*Goal:* The records that follow must be repeated verbatim, every one of them.

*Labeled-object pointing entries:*

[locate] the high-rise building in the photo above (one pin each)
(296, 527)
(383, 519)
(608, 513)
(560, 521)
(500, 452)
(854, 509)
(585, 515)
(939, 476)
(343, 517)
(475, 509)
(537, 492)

*Response to this exercise:*
[locate] the high-rise building in the photo above (one pin each)
(296, 527)
(383, 519)
(608, 513)
(560, 521)
(500, 452)
(854, 509)
(585, 515)
(939, 476)
(343, 517)
(475, 509)
(537, 492)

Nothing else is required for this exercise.